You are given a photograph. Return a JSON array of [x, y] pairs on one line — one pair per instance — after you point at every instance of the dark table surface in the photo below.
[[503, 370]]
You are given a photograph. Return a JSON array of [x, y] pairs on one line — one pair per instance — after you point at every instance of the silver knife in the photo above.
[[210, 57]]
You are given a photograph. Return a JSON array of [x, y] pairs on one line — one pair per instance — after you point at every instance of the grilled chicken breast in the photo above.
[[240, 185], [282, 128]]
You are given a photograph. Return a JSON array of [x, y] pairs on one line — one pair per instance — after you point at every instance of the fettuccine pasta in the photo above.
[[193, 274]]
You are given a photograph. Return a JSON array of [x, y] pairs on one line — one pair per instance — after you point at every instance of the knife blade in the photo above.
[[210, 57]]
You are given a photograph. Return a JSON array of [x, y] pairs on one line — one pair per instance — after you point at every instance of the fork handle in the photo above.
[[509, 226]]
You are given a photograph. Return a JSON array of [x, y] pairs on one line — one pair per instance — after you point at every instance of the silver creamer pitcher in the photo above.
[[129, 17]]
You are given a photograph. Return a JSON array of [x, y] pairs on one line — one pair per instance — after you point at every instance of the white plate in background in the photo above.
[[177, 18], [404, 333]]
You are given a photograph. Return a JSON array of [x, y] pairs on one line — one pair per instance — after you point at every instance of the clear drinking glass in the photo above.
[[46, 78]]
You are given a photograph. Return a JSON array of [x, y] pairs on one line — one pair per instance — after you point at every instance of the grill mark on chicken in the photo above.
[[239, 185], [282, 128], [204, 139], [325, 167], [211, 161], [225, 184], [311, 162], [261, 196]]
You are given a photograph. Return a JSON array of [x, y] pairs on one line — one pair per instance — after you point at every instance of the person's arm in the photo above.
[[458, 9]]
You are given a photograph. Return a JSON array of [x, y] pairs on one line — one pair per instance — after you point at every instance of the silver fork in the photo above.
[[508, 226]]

━━━

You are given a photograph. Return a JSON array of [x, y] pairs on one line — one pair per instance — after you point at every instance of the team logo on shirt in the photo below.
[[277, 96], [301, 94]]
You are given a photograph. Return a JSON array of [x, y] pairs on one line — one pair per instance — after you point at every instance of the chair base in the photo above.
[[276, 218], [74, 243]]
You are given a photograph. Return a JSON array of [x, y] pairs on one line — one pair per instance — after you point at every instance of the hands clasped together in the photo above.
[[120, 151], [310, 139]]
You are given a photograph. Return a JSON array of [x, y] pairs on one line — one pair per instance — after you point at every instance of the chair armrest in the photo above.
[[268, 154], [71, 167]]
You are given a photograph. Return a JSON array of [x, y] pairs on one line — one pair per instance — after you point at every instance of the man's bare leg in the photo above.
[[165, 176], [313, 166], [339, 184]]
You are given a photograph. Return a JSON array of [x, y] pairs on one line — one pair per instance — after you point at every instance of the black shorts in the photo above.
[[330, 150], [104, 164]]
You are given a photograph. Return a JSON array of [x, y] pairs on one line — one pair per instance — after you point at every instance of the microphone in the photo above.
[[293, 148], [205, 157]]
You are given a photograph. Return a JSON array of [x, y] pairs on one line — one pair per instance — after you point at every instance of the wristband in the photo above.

━━━

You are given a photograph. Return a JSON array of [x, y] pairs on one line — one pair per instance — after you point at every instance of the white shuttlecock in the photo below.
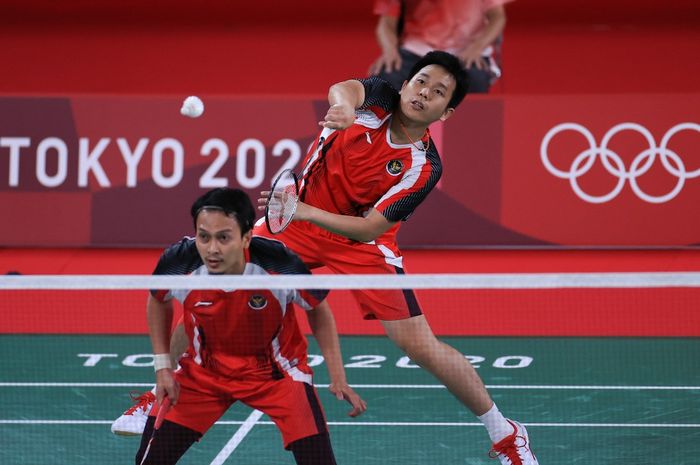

━━━

◆ Your task: Reproduce the entries word for word, starting at the line that contains "surface in the photo below." and ending after the line that contains "[[240, 185], [282, 128]]".

◆ Task response:
You are given a photograph. Return a JSON array of [x, y] pairs on one line — one pair per instance — after you point at every instance of the dark table surface in the photo below.
[[503, 370]]
You are given a photograph. Return a JSON array of [x, y] pairs on one line — one pair per instance — after you point at every instance of the silver knife in the photo above.
[[210, 57]]
You are given a photograph. Return a JSON array of [x, y] pairs on one line — one pair per instance — after you point at every instance of the grilled chicken breast in the photo above.
[[240, 185], [282, 128]]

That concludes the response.